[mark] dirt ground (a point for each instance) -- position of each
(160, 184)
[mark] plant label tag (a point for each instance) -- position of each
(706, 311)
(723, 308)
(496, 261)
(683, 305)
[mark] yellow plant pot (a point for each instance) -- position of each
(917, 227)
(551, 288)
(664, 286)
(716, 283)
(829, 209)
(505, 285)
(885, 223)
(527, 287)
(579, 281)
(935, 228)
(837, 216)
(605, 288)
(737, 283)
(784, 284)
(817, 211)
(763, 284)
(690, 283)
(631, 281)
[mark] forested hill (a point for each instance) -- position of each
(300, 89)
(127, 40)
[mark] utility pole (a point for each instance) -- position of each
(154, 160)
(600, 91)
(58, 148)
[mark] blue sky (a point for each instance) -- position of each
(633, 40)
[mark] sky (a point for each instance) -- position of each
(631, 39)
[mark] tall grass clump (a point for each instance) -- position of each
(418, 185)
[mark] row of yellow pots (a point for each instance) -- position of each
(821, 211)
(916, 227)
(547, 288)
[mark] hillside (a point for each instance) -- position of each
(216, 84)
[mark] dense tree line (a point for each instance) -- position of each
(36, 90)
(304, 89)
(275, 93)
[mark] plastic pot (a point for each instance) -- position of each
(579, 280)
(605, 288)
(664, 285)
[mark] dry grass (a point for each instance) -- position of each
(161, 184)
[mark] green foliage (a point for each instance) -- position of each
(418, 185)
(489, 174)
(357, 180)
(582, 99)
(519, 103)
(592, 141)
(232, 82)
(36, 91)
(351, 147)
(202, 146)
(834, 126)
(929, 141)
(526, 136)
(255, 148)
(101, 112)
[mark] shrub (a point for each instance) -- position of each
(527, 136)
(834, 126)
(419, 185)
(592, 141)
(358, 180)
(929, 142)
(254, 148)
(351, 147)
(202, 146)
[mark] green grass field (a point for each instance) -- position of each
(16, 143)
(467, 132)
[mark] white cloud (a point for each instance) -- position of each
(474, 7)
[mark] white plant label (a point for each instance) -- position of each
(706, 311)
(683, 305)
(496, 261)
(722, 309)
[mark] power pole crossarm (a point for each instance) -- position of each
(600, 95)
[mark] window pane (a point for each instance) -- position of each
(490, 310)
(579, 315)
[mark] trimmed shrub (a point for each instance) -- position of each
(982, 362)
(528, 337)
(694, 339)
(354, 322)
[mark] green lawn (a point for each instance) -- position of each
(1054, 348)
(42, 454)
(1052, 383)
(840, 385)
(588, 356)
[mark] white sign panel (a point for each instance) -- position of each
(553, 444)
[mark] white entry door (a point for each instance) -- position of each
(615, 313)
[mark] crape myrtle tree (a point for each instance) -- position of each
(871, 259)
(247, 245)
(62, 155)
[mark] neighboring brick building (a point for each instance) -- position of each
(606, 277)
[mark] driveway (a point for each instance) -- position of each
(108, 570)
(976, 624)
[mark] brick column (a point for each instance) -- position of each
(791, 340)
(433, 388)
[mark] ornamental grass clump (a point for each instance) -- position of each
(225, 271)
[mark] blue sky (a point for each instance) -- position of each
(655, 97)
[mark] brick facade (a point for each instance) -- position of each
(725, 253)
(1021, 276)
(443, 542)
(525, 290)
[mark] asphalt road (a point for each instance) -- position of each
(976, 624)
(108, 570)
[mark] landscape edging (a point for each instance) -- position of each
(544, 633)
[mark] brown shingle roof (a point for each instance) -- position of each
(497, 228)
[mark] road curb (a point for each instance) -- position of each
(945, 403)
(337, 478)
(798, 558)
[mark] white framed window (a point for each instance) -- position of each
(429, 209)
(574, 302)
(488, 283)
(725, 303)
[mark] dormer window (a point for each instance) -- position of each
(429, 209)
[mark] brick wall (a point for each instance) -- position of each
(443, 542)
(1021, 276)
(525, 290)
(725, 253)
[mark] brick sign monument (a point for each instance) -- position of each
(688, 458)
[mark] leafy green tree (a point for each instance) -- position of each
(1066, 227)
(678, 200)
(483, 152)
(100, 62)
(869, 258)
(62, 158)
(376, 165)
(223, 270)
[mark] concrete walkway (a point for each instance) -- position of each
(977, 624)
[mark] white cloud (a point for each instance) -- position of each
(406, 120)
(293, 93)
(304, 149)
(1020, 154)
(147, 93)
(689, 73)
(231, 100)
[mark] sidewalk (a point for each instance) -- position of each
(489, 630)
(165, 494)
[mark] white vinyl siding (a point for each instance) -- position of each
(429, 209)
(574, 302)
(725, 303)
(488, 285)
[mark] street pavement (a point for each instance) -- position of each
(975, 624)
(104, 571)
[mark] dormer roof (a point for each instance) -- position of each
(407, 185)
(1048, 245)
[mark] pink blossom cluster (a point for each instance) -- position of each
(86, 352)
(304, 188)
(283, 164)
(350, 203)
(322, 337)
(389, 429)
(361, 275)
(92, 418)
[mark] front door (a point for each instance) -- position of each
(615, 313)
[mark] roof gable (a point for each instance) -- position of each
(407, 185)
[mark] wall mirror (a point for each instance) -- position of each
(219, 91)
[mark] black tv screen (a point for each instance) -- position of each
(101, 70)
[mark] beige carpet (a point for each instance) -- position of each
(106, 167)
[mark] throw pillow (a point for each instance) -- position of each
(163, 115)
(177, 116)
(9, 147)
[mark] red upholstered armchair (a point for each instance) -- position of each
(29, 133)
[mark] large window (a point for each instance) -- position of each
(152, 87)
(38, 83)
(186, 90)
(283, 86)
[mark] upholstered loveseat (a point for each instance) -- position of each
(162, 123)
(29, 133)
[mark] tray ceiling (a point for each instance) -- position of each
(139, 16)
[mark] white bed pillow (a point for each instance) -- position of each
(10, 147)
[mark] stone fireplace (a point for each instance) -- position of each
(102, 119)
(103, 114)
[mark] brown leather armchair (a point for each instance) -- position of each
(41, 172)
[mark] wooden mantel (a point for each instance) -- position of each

### EXERCISE DIRECTIONS
Give back every entry, unchanged in any way.

### PROBLEM SOLUTION
[mark] dirt ground (a point for each instance) -- position of each
(160, 184)
[mark] plant label tag (a point for each instance) -- position of each
(706, 311)
(723, 308)
(496, 261)
(683, 305)
[mark] yellow plant pot (a point for each instance) -- position of each
(917, 227)
(551, 288)
(664, 286)
(716, 283)
(829, 209)
(505, 285)
(885, 223)
(527, 287)
(579, 281)
(935, 228)
(837, 216)
(605, 288)
(737, 283)
(784, 284)
(817, 211)
(763, 284)
(690, 283)
(631, 281)
[mark] forested hill (a point for each instance) -- position of each
(300, 89)
(127, 40)
[mark] utility pole (a point for each instance) -- position of each
(154, 160)
(600, 91)
(58, 148)
[mark] blue sky (a point for each instance) -- position of each
(633, 40)
[mark] sky (a point for each instance) -- position of each
(631, 39)
[mark] tall grass clump (a point for each instance) -- position of each
(418, 185)
[mark] row of yellow pots (a point for each instance) -- position of each
(821, 211)
(916, 227)
(547, 288)
[mark] hillside (a point for each instance) -- position of each
(216, 84)
[mark] dense tree line (a point for each instance) -- position of each
(36, 90)
(304, 89)
(275, 93)
[mark] plastic pot (a point for each instance) -- position of each
(579, 280)
(605, 288)
(664, 285)
[mark] dry grass (a point for each instance) -- position of each
(161, 184)
[mark] green foliage (a point for each instance) -- position of each
(418, 185)
(489, 174)
(357, 180)
(582, 99)
(519, 103)
(592, 141)
(232, 82)
(36, 91)
(351, 147)
(202, 146)
(834, 126)
(929, 141)
(526, 136)
(255, 148)
(101, 112)
[mark] shrub (a point for each instance) -- position of each
(527, 136)
(834, 126)
(419, 185)
(592, 141)
(358, 180)
(929, 142)
(254, 148)
(351, 147)
(202, 146)
[mark] green grass field (a point for each instance) -- position of each
(16, 143)
(467, 132)
[mark] white cloud (a point for each instance) -- position of each
(474, 7)
[mark] white plant label (a point for each instance) -- position of each
(706, 311)
(683, 305)
(496, 261)
(722, 309)
[mark] power pole crossarm (a point for each instance) -- position of each
(600, 95)
[mark] window pane (a point for each instance) -- position of each
(490, 310)
(579, 315)
[mark] trimmed shrub (a point for each instance) -- position of each
(982, 362)
(528, 337)
(694, 339)
(354, 322)
[mark] green lawn (a point for each instance) -- position of each
(1054, 348)
(42, 454)
(1052, 383)
(840, 385)
(588, 356)
[mark] white sign panel (a point for each instance) -- position of each
(553, 444)
[mark] white entry door (a point for each instance) -- position of each
(615, 313)
[mark] crape myrtle tree (a point for each instance) -- position of each
(871, 259)
(247, 245)
(62, 155)
[mark] neighboring brick building (a point for each instance) -- position of each
(606, 277)
[mark] driveway (a point for each instance) -- position of each
(108, 570)
(976, 624)
[mark] brick column (a point for each instance) -- position of each
(791, 340)
(433, 388)
[mark] ornamental grass clump (a point for each instance) -- position of each
(225, 271)
[mark] blue sky (a point for each instance) -- position of each
(655, 97)
[mark] brick facade (a point for each instance) -- position of each
(725, 253)
(1021, 276)
(443, 542)
(525, 290)
[mark] asphalt road (a point for each instance) -- position of each
(976, 624)
(108, 570)
[mark] landscape edging (a point for each instance) -- position of each
(544, 633)
[mark] brown shingle roof (a point for each instance) -- position of each
(497, 228)
[mark] road curb (a point for each instance) -- position of each
(945, 403)
(337, 478)
(798, 558)
[mark] white framed window (a point for each instance) -- position of each
(429, 209)
(574, 302)
(488, 283)
(725, 303)
[mark] dormer window (a point for each instance) -- position of each
(429, 209)
[mark] brick wall (a point for each instance) -- position of each
(443, 542)
(1021, 276)
(525, 290)
(725, 253)
[mark] brick sign monument (a point for each instance) -- position of each
(688, 458)
[mark] leafy green tree (a point for each instance) -- position of each
(1066, 227)
(678, 200)
(483, 152)
(100, 62)
(869, 258)
(62, 158)
(376, 165)
(223, 270)
[mark] concrete walkway (a point for each instance) -- position of each
(977, 624)
[mark] white cloud (a point for each instance) -- position of each
(406, 120)
(293, 93)
(304, 149)
(1020, 154)
(147, 93)
(689, 73)
(231, 100)
[mark] sidewalk (a point for each instance) -- position of each
(489, 630)
(165, 494)
[mark] white vinyl siding (a point for each instance) -- position of each
(429, 209)
(574, 302)
(725, 303)
(488, 285)
[mark] street pavement (a point for each instance) -- position of each
(975, 624)
(104, 571)
[mark] dormer roof (a point for each instance) -- position of each
(407, 185)
(1048, 245)
[mark] pink blossom cluster (a point for each instance) -- position of each
(86, 352)
(304, 188)
(283, 164)
(350, 203)
(322, 337)
(389, 429)
(361, 275)
(92, 418)
[mark] front door (a point for each instance) -- position of each
(615, 313)
[mark] roof gable (a point for each instance) -- position of each
(407, 185)
[mark] wall mirror (a point for each instance) -- position of each
(219, 91)
[mark] black tv screen (a point for each instance) -- position of each
(101, 70)
[mark] beige carpet (a point for each instance) -- position of each
(106, 167)
[mark] throw pillow (a point for each instance) -- position of each
(163, 115)
(177, 116)
(9, 147)
[mark] red upholstered armchair (a point for each instance) -- position of each
(29, 133)
[mark] large window (a point for each instance) -- position of each
(152, 87)
(38, 83)
(186, 90)
(283, 86)
[mark] upholstered loveseat (a point for each instance) -- position of each
(162, 123)
(29, 133)
[mark] tray ceiling (a point for each instance) -- position of each
(139, 16)
[mark] white bed pillow (a point for each instance) -- position of each
(10, 147)
[mark] stone fireplace (a point for each instance) -- position of each
(102, 119)
(103, 114)
[mark] brown leather armchair (a point for each instance) -- position of each
(41, 172)
[mark] wooden mantel (a point for each instance) -- position of each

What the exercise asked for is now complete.